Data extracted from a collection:
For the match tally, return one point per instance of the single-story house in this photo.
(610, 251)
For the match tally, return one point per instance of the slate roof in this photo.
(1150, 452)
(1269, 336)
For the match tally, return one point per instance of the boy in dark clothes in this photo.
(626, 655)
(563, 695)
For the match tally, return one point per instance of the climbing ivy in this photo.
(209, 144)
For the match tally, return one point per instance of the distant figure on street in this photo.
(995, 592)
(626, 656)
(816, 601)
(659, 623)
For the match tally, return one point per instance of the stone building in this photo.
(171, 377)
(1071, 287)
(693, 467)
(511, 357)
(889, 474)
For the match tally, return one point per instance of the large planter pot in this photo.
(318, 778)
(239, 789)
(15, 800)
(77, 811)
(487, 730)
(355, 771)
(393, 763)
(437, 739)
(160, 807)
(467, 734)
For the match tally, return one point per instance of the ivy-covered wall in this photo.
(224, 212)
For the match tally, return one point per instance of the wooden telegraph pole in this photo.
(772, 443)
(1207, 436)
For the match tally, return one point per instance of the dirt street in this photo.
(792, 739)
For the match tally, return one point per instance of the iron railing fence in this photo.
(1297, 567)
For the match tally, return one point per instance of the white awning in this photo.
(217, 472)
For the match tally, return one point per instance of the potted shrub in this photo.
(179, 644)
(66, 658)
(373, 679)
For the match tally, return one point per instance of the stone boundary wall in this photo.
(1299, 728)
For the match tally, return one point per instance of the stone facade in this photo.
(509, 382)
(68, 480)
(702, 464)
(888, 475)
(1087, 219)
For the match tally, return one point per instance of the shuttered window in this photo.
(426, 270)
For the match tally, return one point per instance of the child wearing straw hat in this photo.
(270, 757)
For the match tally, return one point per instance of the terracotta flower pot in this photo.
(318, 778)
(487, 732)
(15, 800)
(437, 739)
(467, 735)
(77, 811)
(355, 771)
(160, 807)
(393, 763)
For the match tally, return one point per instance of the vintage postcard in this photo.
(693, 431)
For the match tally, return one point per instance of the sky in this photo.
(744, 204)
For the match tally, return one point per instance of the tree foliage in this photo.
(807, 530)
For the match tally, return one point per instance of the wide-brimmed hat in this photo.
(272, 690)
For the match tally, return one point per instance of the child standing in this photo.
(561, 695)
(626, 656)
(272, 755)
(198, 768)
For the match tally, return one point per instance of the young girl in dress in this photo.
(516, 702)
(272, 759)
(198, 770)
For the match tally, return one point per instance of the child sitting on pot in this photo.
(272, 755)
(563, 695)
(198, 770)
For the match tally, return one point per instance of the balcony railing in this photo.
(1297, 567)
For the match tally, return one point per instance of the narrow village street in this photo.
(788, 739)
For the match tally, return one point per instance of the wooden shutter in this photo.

Required work:
Can you reproduce the listing's lines from the one containing "wide-brimmed hat in this photo." through the end of the listing, inclusive, and nothing else? Shift every number in the coordinate pairs up by 18 and keep all other text unchanged.

Answer to this exercise:
For the match tally, return one point per instance of the wide-brimmed hat in this photo.
(290, 708)
For the match tally, return one point per instance of the child standing in this photo.
(579, 713)
(644, 674)
(290, 773)
(216, 786)
For the match tally, return one point per instance of the young girl in dress in this photo.
(534, 720)
(290, 777)
(216, 788)
For the match tally, return one point per instance of the child sitting on pot in this photo.
(290, 773)
(581, 713)
(216, 788)
For the match tally, return one point per instance of the balcony railing in this photo.
(1315, 585)
For the match tally, return one point per instance of the narrow village street in this photo.
(806, 757)
For the match tally, return one point per instance of the wooden shutter in this photo.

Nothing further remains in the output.